**EXERCISE PROMPT:**
Rewrite the data from the line with "Would you please place a dot on the copper" up to and including the line with "point(322, 742)", changing every "place a dot on" to "mark" and leaving everything else as it is.
====
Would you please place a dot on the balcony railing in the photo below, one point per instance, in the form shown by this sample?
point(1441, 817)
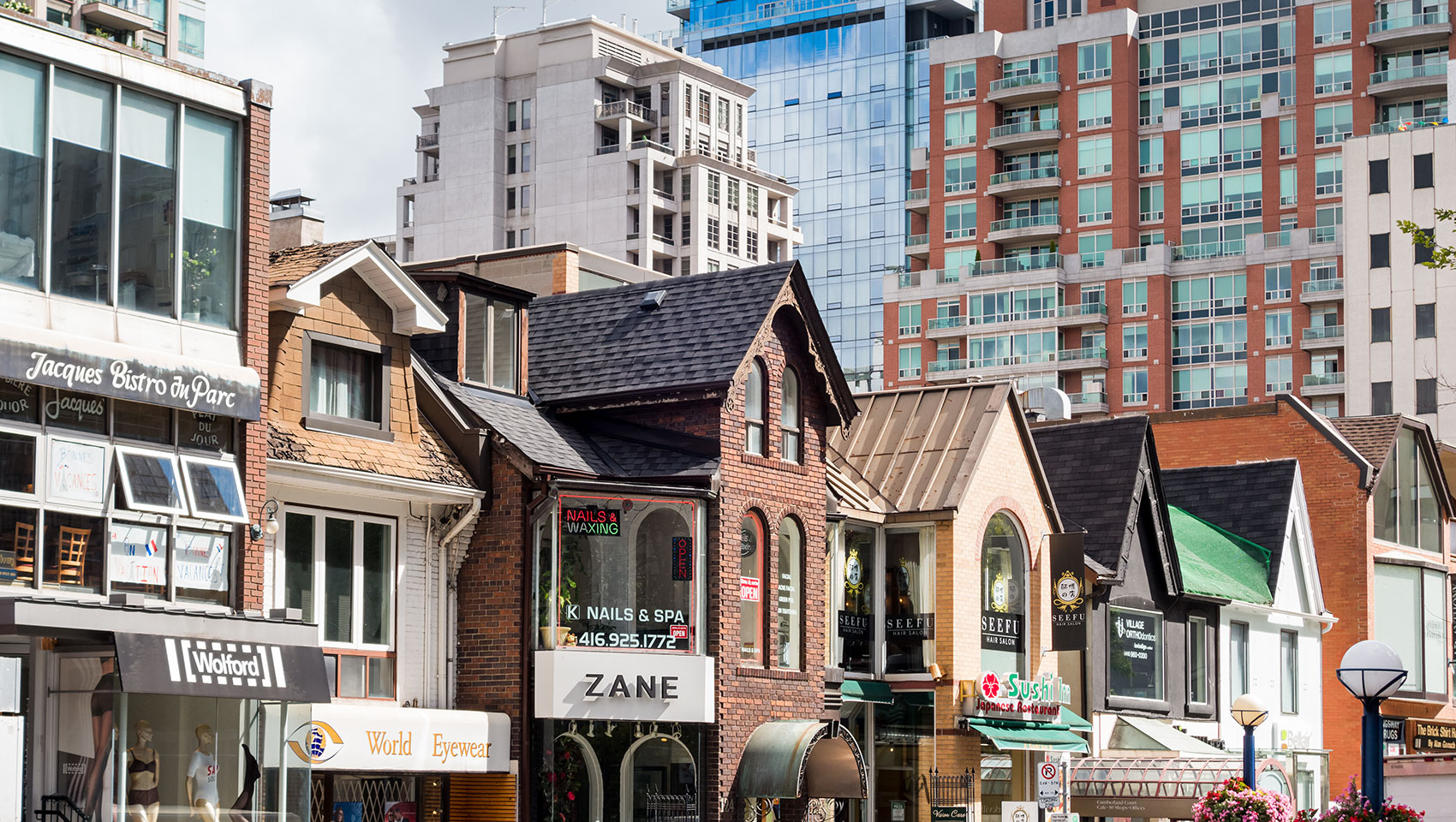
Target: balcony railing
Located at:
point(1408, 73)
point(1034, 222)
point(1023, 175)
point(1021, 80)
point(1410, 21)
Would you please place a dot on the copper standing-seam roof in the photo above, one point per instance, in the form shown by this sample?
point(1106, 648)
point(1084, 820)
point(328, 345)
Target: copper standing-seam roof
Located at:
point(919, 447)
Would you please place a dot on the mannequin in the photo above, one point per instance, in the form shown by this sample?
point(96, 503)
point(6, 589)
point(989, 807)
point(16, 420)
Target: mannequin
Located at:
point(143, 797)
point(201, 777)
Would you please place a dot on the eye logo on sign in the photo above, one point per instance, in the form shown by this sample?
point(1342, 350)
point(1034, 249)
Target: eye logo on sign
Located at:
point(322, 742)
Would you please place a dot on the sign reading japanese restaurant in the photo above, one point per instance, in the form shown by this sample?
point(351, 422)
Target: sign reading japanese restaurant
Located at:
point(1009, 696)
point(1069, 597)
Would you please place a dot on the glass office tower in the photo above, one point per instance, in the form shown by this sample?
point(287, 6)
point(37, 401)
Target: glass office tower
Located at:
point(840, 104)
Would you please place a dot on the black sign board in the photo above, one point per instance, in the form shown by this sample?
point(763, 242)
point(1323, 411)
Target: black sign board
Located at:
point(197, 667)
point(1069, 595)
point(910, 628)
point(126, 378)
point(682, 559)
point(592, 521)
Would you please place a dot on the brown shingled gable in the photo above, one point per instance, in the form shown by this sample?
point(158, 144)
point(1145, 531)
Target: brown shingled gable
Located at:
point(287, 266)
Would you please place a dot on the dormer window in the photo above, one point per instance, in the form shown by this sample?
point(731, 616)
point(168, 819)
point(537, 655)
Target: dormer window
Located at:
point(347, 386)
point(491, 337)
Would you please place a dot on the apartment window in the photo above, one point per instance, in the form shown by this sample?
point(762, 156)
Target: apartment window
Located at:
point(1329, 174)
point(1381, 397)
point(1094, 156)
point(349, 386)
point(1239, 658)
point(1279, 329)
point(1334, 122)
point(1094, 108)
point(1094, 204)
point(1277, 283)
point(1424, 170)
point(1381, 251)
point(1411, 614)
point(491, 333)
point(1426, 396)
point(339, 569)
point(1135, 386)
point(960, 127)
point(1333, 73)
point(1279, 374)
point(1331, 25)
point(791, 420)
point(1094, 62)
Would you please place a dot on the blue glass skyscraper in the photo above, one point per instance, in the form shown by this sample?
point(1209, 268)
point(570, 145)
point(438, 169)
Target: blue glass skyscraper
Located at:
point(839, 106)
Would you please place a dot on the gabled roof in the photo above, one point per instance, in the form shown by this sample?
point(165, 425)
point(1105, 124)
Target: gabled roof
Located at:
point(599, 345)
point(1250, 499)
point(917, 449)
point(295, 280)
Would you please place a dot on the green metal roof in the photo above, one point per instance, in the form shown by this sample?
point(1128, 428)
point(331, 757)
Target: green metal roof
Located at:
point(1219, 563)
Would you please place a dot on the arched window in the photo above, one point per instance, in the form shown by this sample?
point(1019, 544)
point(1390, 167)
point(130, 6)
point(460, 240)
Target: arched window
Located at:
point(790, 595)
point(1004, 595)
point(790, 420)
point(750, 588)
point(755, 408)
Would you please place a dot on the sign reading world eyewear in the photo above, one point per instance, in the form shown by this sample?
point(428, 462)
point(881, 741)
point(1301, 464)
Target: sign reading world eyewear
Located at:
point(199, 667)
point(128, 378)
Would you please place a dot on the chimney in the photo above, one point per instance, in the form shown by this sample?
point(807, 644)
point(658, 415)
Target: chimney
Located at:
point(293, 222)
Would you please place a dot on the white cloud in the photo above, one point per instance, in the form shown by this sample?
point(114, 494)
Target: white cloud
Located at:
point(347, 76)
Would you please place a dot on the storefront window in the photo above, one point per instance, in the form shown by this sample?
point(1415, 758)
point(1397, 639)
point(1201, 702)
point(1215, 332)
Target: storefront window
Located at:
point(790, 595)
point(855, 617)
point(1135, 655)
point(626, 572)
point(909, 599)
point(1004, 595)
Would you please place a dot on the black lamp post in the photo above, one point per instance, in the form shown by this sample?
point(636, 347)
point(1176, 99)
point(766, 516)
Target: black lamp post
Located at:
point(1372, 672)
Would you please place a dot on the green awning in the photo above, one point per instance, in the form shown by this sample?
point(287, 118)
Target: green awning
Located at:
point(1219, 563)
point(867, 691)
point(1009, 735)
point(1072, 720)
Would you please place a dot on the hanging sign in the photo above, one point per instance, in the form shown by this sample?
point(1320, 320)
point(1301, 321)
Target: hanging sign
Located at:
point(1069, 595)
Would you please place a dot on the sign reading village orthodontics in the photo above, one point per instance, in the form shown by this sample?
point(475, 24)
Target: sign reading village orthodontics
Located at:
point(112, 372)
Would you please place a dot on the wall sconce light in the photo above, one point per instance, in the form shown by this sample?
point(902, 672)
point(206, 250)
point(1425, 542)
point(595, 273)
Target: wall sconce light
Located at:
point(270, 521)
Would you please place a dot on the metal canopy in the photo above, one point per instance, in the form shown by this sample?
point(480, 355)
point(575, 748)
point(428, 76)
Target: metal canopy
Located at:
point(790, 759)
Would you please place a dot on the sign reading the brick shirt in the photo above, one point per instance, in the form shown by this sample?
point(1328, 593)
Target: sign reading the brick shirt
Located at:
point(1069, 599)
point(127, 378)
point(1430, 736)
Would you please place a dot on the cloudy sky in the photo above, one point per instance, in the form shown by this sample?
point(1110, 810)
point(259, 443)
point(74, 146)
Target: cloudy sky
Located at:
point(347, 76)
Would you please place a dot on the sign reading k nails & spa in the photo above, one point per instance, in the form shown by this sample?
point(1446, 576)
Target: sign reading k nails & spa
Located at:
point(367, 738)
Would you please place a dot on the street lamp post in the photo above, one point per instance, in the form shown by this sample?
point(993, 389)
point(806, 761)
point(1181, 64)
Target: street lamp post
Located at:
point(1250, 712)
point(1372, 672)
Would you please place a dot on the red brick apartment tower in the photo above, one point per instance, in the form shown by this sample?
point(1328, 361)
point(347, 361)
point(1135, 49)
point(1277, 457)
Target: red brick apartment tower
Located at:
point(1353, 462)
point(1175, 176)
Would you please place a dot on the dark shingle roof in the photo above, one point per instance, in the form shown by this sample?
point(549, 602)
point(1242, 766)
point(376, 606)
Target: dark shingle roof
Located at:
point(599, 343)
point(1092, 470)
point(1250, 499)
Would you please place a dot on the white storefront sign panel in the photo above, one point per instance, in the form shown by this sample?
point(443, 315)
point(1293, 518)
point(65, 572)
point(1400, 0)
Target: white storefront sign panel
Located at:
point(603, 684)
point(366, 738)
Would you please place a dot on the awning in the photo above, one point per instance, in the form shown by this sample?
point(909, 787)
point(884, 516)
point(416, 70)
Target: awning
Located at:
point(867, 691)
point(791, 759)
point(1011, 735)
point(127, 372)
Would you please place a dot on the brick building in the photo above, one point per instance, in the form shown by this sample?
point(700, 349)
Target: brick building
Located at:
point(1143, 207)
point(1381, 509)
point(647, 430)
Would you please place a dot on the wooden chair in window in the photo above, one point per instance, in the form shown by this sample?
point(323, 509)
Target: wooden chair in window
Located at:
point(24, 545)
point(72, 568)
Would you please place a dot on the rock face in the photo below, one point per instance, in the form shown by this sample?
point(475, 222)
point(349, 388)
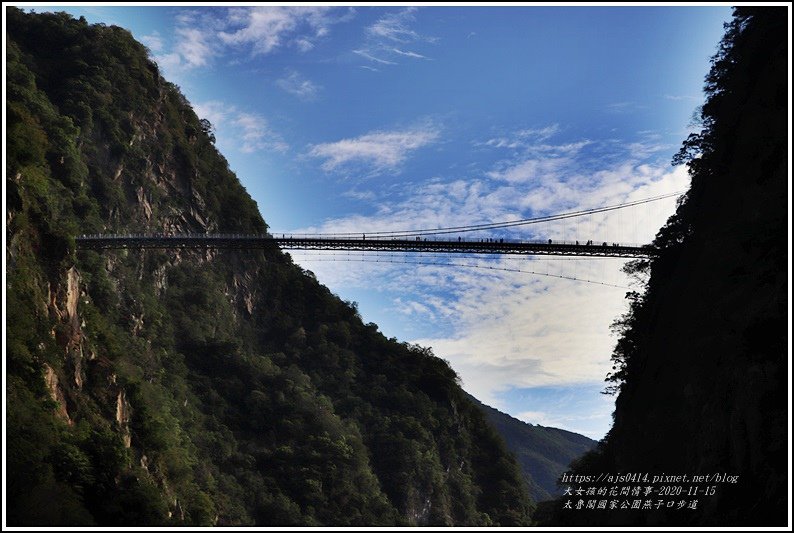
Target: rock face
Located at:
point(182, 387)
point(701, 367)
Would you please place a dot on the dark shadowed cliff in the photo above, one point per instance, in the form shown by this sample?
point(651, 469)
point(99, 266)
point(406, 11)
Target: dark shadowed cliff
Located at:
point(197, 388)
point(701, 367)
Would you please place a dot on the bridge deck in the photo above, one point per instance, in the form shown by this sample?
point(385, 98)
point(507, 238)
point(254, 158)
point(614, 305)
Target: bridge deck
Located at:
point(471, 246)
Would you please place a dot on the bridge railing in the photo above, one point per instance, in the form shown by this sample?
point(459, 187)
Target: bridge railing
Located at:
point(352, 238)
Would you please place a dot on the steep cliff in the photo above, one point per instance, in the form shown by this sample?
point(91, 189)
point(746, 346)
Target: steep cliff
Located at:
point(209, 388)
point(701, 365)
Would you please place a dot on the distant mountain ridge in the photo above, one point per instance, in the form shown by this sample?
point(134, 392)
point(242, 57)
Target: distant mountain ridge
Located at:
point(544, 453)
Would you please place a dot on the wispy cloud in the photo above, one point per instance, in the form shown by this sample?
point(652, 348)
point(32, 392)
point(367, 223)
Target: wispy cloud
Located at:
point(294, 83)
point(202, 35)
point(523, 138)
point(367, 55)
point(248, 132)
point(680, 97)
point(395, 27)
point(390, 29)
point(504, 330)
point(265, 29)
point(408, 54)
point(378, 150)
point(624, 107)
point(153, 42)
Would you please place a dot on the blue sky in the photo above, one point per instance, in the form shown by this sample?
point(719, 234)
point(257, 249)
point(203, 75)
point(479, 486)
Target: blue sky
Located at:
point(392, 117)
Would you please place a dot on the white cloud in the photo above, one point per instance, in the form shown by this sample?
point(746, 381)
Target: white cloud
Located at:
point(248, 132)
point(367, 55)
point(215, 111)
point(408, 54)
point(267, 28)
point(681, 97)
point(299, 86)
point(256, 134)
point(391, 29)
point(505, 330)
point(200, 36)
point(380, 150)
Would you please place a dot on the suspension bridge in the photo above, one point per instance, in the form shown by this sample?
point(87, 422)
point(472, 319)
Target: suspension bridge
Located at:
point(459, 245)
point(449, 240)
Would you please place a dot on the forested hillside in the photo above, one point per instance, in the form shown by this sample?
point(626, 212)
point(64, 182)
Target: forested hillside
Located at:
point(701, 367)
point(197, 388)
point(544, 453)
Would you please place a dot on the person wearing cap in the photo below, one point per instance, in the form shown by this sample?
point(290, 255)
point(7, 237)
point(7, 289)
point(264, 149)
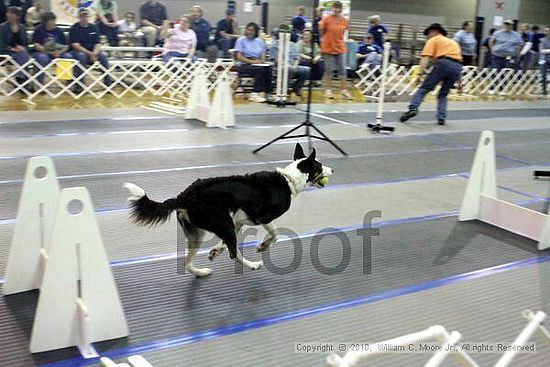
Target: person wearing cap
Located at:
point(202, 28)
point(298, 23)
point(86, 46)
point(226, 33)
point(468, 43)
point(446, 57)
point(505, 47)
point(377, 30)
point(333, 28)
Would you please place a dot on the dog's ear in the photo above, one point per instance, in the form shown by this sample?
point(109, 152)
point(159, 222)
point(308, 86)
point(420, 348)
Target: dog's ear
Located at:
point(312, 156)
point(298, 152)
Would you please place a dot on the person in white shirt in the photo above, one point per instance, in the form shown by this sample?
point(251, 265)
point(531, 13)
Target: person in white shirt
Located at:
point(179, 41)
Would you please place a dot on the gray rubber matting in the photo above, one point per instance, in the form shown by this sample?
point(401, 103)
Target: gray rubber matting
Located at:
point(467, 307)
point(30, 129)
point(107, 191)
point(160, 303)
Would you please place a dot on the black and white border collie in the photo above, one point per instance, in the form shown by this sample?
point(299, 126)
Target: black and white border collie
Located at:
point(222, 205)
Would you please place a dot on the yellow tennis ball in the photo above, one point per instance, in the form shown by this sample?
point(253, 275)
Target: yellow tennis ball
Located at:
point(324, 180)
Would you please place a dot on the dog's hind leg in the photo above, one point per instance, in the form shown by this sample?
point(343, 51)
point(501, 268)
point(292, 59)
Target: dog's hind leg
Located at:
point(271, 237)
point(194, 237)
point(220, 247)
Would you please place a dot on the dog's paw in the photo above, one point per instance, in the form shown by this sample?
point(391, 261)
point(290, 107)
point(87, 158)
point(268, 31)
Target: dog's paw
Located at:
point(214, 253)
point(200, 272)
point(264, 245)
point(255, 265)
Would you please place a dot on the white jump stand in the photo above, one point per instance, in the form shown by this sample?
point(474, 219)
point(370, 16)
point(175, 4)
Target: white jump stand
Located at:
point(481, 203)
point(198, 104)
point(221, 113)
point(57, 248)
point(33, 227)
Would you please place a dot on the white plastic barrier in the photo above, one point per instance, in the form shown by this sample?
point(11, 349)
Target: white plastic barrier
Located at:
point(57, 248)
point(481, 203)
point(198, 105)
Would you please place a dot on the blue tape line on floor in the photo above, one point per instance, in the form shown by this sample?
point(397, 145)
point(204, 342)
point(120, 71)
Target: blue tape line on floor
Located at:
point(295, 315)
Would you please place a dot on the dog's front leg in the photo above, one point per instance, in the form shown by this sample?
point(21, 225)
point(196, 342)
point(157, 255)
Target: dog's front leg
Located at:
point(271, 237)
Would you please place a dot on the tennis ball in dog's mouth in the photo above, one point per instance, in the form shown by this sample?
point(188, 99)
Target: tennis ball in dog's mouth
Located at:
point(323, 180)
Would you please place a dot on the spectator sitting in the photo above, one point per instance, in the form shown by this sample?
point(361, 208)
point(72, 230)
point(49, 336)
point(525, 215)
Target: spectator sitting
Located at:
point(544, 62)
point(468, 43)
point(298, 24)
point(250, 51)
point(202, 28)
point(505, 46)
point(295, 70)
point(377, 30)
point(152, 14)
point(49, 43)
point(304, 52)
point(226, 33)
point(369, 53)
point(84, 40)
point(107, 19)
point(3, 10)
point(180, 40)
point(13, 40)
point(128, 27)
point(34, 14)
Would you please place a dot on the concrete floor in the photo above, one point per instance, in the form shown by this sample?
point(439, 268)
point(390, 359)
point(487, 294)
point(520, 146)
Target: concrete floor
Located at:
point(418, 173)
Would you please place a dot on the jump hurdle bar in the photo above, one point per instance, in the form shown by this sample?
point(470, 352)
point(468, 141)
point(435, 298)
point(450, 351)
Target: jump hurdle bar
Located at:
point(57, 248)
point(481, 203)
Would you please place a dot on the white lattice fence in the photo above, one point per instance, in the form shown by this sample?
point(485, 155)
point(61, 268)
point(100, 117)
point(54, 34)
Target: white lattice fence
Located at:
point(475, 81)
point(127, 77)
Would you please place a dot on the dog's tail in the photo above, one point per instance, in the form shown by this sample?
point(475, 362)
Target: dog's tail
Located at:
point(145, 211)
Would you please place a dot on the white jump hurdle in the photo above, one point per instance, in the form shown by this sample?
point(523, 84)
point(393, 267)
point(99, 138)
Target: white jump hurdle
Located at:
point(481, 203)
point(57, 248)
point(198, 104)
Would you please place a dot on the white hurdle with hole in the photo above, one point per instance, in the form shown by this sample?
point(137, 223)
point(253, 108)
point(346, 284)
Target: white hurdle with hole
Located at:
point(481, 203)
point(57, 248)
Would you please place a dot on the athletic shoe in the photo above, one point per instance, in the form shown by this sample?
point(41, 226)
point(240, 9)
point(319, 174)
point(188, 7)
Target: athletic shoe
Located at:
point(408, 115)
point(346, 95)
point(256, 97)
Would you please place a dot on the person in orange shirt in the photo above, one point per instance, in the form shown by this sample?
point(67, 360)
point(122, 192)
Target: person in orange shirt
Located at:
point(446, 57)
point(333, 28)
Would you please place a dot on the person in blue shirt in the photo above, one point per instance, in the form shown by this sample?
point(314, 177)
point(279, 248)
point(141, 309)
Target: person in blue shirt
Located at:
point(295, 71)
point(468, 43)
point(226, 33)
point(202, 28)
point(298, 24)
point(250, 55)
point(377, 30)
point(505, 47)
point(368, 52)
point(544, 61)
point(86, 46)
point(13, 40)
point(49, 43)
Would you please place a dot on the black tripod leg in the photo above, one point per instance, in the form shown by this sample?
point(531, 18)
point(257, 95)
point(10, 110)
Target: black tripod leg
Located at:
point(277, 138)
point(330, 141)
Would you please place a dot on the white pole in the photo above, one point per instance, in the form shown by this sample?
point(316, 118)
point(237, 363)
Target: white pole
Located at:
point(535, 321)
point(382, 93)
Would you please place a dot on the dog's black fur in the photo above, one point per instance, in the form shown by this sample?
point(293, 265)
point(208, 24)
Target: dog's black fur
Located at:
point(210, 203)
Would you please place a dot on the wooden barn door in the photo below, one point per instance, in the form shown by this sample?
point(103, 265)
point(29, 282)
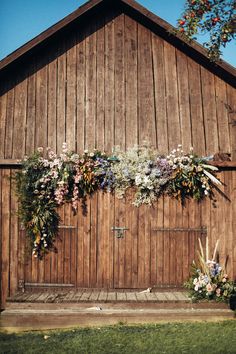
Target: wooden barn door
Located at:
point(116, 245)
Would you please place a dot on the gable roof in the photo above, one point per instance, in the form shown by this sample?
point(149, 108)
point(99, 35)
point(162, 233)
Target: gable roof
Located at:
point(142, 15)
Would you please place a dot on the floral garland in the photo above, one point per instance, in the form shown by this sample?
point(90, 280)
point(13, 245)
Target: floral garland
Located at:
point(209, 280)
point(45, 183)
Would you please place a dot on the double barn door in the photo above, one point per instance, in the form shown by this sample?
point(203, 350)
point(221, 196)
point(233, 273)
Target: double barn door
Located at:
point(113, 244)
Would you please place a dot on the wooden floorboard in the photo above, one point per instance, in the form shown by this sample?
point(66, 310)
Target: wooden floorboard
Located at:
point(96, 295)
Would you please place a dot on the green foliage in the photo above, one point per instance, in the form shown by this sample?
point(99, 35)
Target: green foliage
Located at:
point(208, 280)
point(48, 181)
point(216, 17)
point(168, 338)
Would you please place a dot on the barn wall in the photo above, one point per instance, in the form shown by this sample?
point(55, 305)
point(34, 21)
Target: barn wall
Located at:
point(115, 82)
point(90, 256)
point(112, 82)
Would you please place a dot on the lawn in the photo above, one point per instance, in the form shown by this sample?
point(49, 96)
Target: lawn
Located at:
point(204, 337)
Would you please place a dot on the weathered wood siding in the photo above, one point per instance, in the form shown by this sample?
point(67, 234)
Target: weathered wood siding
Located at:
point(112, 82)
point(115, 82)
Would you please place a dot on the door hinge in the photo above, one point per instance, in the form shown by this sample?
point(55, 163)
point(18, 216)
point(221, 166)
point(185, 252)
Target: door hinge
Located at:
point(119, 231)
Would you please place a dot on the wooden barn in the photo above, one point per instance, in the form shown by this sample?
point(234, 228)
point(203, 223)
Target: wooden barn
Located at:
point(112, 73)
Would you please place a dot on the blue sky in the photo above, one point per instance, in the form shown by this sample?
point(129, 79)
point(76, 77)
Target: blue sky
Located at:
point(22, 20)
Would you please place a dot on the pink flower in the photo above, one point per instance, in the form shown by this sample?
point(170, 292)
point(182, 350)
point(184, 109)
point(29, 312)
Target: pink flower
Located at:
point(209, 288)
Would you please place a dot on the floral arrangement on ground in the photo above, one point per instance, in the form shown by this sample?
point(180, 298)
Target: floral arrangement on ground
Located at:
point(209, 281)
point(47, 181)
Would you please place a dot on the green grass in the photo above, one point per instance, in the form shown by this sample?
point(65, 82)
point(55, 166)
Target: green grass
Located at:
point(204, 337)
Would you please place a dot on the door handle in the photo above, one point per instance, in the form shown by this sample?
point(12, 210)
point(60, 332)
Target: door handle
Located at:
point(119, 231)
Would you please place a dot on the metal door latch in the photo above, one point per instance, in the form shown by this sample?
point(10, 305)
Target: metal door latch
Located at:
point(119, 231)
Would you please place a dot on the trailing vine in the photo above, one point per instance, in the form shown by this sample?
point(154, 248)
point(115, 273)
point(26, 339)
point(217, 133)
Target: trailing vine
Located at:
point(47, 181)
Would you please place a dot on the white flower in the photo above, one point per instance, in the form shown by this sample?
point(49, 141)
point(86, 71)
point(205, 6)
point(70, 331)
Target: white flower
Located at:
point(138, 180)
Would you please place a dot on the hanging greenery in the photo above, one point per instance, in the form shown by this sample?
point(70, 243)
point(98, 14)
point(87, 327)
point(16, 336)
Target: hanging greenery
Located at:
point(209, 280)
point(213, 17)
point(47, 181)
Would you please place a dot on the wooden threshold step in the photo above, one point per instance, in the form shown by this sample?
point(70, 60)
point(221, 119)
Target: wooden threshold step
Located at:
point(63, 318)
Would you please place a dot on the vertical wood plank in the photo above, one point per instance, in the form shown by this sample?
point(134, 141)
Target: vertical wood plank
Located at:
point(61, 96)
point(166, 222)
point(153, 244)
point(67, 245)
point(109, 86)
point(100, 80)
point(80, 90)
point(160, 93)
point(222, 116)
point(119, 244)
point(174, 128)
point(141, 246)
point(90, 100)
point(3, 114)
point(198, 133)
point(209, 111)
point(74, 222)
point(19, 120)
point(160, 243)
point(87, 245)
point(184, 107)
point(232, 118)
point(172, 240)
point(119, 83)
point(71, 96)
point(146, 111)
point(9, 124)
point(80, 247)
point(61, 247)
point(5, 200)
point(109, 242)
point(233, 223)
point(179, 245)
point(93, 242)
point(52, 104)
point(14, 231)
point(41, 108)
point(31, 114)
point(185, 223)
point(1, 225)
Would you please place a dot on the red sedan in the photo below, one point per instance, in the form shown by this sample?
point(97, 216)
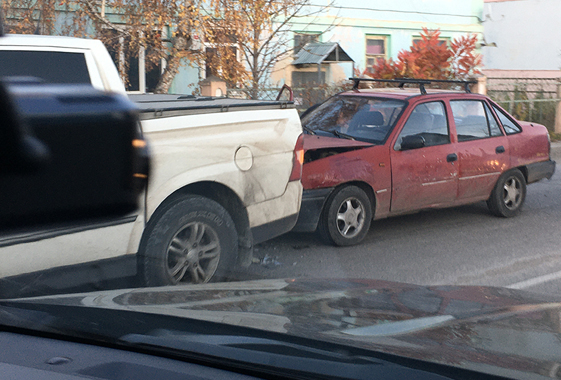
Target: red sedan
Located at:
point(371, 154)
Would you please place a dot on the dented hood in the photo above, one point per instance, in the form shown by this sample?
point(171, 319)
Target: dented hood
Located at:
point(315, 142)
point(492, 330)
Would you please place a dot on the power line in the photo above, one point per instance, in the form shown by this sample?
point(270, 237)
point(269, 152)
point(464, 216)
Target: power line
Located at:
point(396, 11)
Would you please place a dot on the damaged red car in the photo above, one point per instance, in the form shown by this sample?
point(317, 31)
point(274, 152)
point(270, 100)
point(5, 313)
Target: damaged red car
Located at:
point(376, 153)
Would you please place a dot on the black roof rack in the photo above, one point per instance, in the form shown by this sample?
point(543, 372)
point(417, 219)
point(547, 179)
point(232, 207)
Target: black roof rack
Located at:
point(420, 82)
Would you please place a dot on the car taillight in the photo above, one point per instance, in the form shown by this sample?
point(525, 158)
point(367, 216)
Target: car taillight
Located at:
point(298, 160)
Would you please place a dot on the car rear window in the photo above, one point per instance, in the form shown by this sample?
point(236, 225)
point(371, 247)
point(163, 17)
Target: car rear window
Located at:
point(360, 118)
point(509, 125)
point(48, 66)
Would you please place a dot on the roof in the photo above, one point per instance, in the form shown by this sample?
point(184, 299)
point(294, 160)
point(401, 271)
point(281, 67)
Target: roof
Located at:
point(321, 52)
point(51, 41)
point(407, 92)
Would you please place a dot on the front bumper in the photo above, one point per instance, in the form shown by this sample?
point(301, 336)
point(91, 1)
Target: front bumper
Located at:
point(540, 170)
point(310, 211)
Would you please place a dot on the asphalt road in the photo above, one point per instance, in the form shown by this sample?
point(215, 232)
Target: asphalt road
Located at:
====
**ANSWER TO THIS EXERCISE:**
Would you please mark the copper standing-seam roof in the photo above, one point per instance, in the form shown by this sample?
point(1106, 648)
point(1084, 820)
point(328, 345)
Target: copper standing-seam roof
Located at:
point(919, 447)
Would you please mark the mannequin in the photo above, one point per instance, in the form shown by this sample?
point(96, 503)
point(6, 589)
point(989, 807)
point(16, 420)
Target: mannequin
Located at:
point(143, 797)
point(201, 777)
Would you please mark the eye logo on sign in the photo above, one point per instance, in the form shown by this sample?
point(1342, 350)
point(1034, 249)
Target: eye logo on sign
Located at:
point(322, 742)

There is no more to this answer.